**OBJECTIVE 1**
Please transcribe the records word for word, from the line containing "like [390, 204]." down to the end of the records.

[begin SUPPLIED TEXT]

# Fluorescent replacement



## Jraculya (Apr 21, 2016)

Thinking about replacing the fluorescent bulb with this on my 29 tall: https://www.amazon.com/Fulight-Easy...00WL7YW2M/ref=cm_cr_arp_d_product_top?ie=UTF8

Has anyone tried these?

Looking to grow Dwarf Hairgrass


----------



## Maryland Guppy (Mar 5, 2015)

Yes, I have a 4' installed over a low tech 55 gallon tank.
Been in service now for 18 months.
Also tested some @ works for 30 months daily use.
I used daylights and the color remained true over time.

Only issue was the two pins that required power were at the same end.
A shunted tombstone (lamp holder for pins) could not be used.
Hardware store and $2 fixed this.

I have heard nothing good about the tubes that claim they will run on an existing ballast.

Hope this helps.


----------



## Jraculya (Apr 21, 2016)

That is exactly what I was hoping to hear. Thanks!


----------



## Jraculya (Apr 21, 2016)

I just thought I would give an update on how this bulb is doing in the tank. I am now several months in and the results are mixed. Stems are growing ok if a little slowly. Swords don't seem to be growing at all. This is a no Co2 or ferts tank, so that may be what is limiting the swords. 

I think it looks pretty good though overall.


----------

[end SUPPLIED TEXT]
[begin RECORDS FOR PROCESSING]

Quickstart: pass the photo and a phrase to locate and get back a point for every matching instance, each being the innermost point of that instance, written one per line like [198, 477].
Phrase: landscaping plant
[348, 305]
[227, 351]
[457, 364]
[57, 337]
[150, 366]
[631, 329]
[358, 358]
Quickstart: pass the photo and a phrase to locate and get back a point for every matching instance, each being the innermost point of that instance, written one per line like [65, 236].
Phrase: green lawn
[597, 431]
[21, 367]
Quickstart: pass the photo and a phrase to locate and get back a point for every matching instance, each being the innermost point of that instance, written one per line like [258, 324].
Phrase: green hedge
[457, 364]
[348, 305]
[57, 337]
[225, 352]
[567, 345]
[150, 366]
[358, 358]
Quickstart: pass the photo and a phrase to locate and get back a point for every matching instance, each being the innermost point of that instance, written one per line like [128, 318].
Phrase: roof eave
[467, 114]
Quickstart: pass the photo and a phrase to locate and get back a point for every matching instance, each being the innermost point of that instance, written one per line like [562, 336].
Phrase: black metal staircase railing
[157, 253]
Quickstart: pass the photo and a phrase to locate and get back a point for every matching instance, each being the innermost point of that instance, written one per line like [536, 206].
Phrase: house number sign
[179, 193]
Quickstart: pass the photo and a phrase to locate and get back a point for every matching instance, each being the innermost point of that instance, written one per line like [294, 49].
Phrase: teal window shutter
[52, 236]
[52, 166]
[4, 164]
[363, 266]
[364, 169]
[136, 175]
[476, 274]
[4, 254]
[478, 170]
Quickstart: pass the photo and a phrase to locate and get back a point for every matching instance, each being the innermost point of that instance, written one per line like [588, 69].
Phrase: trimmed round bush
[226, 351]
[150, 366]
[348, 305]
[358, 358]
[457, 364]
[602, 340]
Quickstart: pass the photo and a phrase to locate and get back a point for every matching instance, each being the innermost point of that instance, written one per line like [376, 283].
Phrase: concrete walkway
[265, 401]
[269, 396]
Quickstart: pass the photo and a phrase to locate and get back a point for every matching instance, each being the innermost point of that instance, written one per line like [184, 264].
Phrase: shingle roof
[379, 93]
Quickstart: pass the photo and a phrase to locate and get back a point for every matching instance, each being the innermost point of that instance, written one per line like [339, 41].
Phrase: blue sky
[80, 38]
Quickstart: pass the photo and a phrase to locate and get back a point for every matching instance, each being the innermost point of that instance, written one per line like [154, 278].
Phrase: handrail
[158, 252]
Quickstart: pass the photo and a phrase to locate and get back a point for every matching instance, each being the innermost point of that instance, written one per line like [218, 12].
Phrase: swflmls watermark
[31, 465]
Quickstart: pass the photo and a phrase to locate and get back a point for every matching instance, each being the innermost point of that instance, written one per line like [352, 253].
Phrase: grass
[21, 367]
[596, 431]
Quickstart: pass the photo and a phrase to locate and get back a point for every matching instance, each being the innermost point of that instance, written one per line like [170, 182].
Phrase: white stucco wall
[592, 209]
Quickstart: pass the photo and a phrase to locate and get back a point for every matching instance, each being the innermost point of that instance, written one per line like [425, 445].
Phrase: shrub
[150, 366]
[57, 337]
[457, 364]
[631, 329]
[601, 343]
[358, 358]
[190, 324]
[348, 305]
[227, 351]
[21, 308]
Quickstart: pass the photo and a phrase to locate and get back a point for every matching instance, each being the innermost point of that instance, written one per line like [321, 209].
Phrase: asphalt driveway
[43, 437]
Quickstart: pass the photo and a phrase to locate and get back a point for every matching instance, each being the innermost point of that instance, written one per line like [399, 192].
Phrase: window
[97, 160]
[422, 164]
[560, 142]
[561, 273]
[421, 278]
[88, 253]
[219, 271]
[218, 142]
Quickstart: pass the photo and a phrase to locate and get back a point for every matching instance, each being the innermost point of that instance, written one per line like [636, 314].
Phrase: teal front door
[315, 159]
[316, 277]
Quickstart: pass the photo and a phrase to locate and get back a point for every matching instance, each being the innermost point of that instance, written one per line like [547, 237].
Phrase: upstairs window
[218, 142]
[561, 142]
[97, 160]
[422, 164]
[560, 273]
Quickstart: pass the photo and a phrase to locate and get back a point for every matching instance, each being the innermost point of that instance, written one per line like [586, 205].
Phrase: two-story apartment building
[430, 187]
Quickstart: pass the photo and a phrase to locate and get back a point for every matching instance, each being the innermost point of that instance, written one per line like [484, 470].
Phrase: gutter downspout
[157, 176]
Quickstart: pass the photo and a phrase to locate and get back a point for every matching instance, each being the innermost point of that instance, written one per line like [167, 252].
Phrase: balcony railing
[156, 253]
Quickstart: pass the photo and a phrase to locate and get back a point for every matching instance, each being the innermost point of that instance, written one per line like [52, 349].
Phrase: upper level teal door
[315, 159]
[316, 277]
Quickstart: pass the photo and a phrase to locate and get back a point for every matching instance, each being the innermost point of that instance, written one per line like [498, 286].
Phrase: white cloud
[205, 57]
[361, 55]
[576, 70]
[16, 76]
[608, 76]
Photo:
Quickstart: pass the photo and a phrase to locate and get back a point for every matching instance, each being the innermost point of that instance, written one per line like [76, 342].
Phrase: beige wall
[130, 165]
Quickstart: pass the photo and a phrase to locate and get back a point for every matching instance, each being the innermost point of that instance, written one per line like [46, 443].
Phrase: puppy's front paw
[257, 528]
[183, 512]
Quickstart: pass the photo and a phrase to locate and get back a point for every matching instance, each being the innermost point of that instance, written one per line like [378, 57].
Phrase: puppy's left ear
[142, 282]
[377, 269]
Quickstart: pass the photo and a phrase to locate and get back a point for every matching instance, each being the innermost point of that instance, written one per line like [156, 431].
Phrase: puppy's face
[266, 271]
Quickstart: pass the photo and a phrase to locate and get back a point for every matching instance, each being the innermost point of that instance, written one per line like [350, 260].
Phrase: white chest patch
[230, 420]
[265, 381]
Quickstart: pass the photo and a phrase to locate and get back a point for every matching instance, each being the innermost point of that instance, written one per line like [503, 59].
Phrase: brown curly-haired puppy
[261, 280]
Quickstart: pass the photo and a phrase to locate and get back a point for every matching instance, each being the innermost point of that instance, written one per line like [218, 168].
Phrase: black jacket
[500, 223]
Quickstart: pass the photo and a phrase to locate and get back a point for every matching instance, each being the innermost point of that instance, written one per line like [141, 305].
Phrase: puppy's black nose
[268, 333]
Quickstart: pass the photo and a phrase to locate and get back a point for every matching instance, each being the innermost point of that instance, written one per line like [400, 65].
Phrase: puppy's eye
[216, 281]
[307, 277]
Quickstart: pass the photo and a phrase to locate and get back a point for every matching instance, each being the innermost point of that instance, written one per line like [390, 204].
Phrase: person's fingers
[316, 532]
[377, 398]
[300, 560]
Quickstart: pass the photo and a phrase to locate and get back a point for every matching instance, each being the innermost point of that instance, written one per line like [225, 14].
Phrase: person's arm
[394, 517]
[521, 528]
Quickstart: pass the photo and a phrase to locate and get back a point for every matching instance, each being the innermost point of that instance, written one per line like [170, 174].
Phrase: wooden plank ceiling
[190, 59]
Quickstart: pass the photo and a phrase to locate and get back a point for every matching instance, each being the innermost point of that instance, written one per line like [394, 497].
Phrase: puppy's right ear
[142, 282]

[end RECORDS FOR PROCESSING]

**OBJECTIVE 2**
Answer these questions from the fluorescent replacement thread, one per line:
(a) What plant is the original poster looking to grow?
(b) How long has the 4' tube over the 55 gallon tank been in service?
(c) In the later update, which plants don't seem to be growing at all?

**FINAL ANSWER 1**
Quickstart: pass the photo and a phrase to locate and get back a point for every matching instance, each being the innermost point of that instance, written one per line like [390, 204].
Phrase: person's fingers
[316, 532]
[377, 398]
[300, 560]
Quickstart: pass the photo and a phrase to locate and get back a point for every matching instance, each being the innermost point of that instance, written one per line like [225, 14].
Phrase: person's arm
[394, 517]
[521, 528]
Quickstart: pass the photo and a phrase to locate and get back a point for every matching instance, each being the innermost point of that instance, written one per line like [170, 174].
Phrase: wooden plank ceiling
[190, 59]
Quickstart: pass the photo and a phrase to locate and get back a point for every matching instance, each being the innermost point of that instance, written one per line like [394, 497].
Phrase: puppy's right ear
[142, 282]

**FINAL ANSWER 2**
(a) Dwarf Hairgrass
(b) 18 months
(c) Swords